▸ **Problem details**
What follows is a listing; restate every line of it word for word.

▸ **Material provided**

☆ ☆ ☆ ☆

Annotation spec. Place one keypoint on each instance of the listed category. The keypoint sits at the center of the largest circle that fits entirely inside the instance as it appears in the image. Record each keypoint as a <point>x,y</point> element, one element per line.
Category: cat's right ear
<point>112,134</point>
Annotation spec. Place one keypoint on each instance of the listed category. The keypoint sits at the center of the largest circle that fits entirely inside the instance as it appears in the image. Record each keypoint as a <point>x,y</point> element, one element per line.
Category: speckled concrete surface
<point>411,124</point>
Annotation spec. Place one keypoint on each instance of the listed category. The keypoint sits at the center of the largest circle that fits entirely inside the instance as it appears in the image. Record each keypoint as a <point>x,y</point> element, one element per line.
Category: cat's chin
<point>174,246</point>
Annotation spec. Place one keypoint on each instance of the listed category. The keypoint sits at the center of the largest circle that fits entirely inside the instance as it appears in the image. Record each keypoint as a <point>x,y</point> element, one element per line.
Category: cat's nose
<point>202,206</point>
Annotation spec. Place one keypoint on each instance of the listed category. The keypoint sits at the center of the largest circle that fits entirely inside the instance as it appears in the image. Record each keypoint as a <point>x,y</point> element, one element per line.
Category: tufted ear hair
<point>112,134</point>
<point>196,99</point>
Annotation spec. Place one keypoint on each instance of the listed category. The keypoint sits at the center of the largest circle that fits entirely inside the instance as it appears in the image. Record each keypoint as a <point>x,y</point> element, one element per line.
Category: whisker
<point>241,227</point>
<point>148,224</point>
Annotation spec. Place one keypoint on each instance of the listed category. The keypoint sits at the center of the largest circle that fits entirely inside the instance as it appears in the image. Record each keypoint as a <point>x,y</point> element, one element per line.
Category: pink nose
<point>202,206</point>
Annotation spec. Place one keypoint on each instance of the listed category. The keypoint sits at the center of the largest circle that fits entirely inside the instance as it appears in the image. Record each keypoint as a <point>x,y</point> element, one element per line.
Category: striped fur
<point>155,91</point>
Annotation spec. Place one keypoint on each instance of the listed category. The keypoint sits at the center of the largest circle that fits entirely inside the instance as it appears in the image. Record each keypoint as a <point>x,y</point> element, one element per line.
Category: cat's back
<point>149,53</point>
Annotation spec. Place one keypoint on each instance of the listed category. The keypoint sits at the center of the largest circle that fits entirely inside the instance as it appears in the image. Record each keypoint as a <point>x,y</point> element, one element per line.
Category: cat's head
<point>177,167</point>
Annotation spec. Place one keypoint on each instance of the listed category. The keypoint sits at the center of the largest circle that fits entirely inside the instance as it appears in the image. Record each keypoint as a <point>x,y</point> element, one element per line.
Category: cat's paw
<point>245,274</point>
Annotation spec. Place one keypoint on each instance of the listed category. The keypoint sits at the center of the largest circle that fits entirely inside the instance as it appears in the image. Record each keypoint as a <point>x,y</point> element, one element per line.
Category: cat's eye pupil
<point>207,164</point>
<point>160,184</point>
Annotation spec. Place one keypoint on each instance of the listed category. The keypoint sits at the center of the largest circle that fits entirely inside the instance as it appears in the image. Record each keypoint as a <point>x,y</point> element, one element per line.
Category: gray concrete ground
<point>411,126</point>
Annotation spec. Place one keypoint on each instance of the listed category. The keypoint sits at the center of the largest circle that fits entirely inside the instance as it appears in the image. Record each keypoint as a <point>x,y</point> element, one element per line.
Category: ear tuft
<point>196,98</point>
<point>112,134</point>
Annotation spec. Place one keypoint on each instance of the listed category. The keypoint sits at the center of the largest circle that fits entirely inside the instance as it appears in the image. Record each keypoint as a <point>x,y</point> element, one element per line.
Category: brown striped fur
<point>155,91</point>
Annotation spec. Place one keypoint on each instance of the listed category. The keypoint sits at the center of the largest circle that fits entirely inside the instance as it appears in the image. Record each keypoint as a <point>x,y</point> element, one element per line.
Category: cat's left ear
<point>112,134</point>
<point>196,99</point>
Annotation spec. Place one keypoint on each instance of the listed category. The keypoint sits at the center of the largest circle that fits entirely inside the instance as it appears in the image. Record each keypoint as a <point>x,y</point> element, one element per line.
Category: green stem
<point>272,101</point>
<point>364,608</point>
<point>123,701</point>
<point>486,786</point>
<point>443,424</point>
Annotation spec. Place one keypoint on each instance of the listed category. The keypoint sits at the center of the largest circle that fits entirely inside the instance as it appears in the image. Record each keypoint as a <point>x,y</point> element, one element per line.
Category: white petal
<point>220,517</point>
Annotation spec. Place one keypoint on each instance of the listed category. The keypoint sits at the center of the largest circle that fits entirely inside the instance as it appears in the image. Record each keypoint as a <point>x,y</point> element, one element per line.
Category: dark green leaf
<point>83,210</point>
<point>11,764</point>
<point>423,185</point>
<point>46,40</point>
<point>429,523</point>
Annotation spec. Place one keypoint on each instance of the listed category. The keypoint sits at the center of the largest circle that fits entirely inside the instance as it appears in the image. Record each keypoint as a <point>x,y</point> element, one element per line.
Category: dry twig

☆ ☆ ☆ ☆

▸ **Output below**
Annotation spec. Place one keypoint on each instance of the listed category. The keypoint sits at the center of the largest circle that fits entirely inside the instance as it appears in the image. Record each keypoint as a <point>x,y</point> element, one element per line.
Category: cat's right ear
<point>112,134</point>
Annotation spec. Place one keypoint on each instance of the listed category. The keypoint sits at the center of the largest circle that fits entirely inside the instance as it appears in the image. Record each keypoint as a <point>x,y</point> element, one element per line.
Category: speckled concrete surface
<point>411,124</point>
Annotation spec. Place one keypoint on each instance of the listed category. The keypoint sits at the center of the largest circle that fits entirely inside the instance as it appears in the image. Record each keypoint as a <point>x,y</point> element, one element per line.
Category: cat's chin
<point>174,246</point>
Annotation spec. Place one keypoint on each instance of the listed category. The keypoint sits at the center of the largest circle that fits entirely inside the instance as it appears in the image. Record each keypoint as a <point>x,y</point> element, one element per line.
Category: cat's nose
<point>202,206</point>
Annotation spec. Place one keypoint on each instance of the listed category. The keypoint sits at the center of the largest circle that fits entirely inside the instance as it appears in the image. Record each keypoint as a <point>x,y</point> element, one element per line.
Category: tufted ear hair
<point>112,134</point>
<point>196,99</point>
Annotation spec. Place one keypoint on each instance of the listed category. The keypoint sits at the center of the largest circle that fits entirely inside the instance as it appears in the image. Record each keypoint as a <point>x,y</point> element, one element per line.
Category: whisker
<point>241,227</point>
<point>148,224</point>
Annotation spec. Place one keypoint on each instance of the listed category. The keypoint sits at the center of the largest circle that fits entirely inside the instance as it appears in the image. Record each keypoint as a <point>x,y</point> element, one element per line.
Category: pink nose
<point>202,206</point>
Annotation spec. Place one keypoint on each instance of the listed category. The keypoint sits at the center of the largest circle that fits entirely inside the instance as it appears in the image. Record each keypoint as a <point>x,y</point> element, one element per line.
Category: striped fur
<point>155,91</point>
Annotation spec. Place one keypoint on each instance of the listed category. The keypoint sits at the center of the largest circle that fits entirely inside the instance as it appears in the image. Record each keypoint as a <point>x,y</point> element, one element per line.
Category: cat's back
<point>149,53</point>
Annotation spec. Place one keypoint on each instance of the listed category. The keypoint sits at the center of the largest circle that fits entirely inside the instance as it appears in the image. Record each keypoint as a <point>x,y</point> element, one element per line.
Category: cat's head
<point>177,167</point>
Annotation spec. Place one keypoint on each instance of the listed category. The keypoint sits at the center of the largest circle that fits entirely inside the instance as it appears in the image. Record each keypoint as a <point>x,y</point> element, one element per line.
Category: cat's paw
<point>245,274</point>
Annotation spec. Place one keypoint on each instance of the listed category. The keypoint sits at the center of the largest circle that fits entirely inside the instance as it appears in the image. Record each keypoint as a <point>x,y</point> element, one element per line.
Category: cat's eye pupil
<point>207,164</point>
<point>160,184</point>
Annotation spec. Place one keypoint on each instance of the listed category. The keypoint sits at the center of the largest circle that fits entirely inside the instance as it appears in the image. Record each keypoint as a <point>x,y</point> element, one element per line.
Category: gray concrete ground
<point>411,126</point>
Annotation spec. Place one keypoint on each instance of the listed category. The keypoint sits at the center of the largest circle that fits entirely inside the instance as it appears in the image. Record each keypoint as a <point>x,y</point> element, one element per line.
Category: ear tuft
<point>196,98</point>
<point>112,134</point>
Annotation spec. Place one keypoint on each instance of the listed category. The keypoint sits at the center of the largest circle that fits entirely inside the instance as it appears in the image. Record each keypoint as a <point>x,y</point> element, one element per line.
Category: brown striped fur
<point>155,91</point>
Annotation spec. Place one keypoint on each instance of the listed category. The keypoint sits at the center of the largest circle that fits entirely inside the instance as it appears in the image. Record each keypoint as a <point>x,y</point> element, one element per line.
Category: cat's left ear
<point>112,134</point>
<point>196,99</point>
Annotation spec. Place one keypoint on each instance of the listed category. The keypoint sits at the center of the largest circle that fits entirely inside the instance as it appears in the image. Record each keypoint as a <point>x,y</point> element, one element per line.
Category: green stem
<point>272,101</point>
<point>364,608</point>
<point>123,701</point>
<point>486,786</point>
<point>443,424</point>
Annotation spec. Place one keypoint on each instance of the listed category. The keypoint sits at the center of the largest circle that fits entirely inside the instance as it appears in the image. Record each keypoint as a <point>x,y</point> element, one element per line.
Category: white petal
<point>220,517</point>
Annotation spec. Place one keypoint on each instance of the listed category. The keypoint sits at the center of the largest circle that fits entirely inside the instance as it appears in the image. Record each keypoint as a <point>x,y</point> element, one element per line.
Category: dark green leaf
<point>83,210</point>
<point>11,764</point>
<point>423,185</point>
<point>46,40</point>
<point>429,523</point>
Annotation spec. Place one keypoint on each instance of the listed category. The keypoint sits at the center of the largest circle that fits entirely inside the instance as it appears in the image. Record each keypoint as a <point>x,y</point> element, one element per line.
Category: dry twig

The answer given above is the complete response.